◆ **EXTRAIT**
######

Ce qui m'embete un peu c de pas savoir exactement ce qui est casse, j'aimerais pas payer 350$ me payer des sueurs froides en l'installant pour voire que ca marche pas mieux...
Je l'ai achete a la fnac ils peuvent pas me dire ce qui est casse ?


----------



## Membre supprimé 2 (2 Septembre 2002)

Attention y a de l'amelioration j'ai appuye sur le bas de l'ecran et y a plus qu'une petite partie qui est rouge, je vais continue pour voire


----------



## Membre supprimé 2 (2 Septembre 2002)

J'ai continue et c parti /ubbthreads/http://forums.macg.co/vbulletin/images/smiliesold/smile.gif
J'espere que ca va pas revenir, merci pour l'aide qd meme


----------



## Membre supprimé 2 (2 Septembre 2002)

Merde c revenu.... Si j'appuie sur les cotes ca s'en va defois... je crois qu'il est foutu


----------



## Membre supprimé 2 (2 Septembre 2002)

J'ai trouve, si j'appuie tres fort sur les cote ca s'en va, si je relache ca revient aussitot, bon si quelqun a une idee, un site ou est decrit comment on ouvre l'ecran


----------



## Membre supprimé 2 (3 Septembre 2002)

mon pauvre ...encore un qui ne va pas bien dormir ce soir...bonne chance


----------

######

◆ **MATÉRIEL FOURNI**
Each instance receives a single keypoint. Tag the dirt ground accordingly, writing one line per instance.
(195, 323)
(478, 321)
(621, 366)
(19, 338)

######

◆ **CONSIGNE**
Résume le fil de discussion en trois phrases.

◆ **RÉPONSE FINALE**
Ne sachant pas exactement ce qui est cassé, la personne qui écrit hésite à payer 350 $ pour une installation qui ne marcherait peut-être pas mieux. Une partie de l'écran reste rouge : appuyer sur le bas puis sur les côtés la fait disparaître, mais elle revient aussitôt qu'on relâche. D'où la demande d'une idée ou d'un site expliquant comment ouvrir l'écran, à laquelle répond un simple souhait de bonne chance.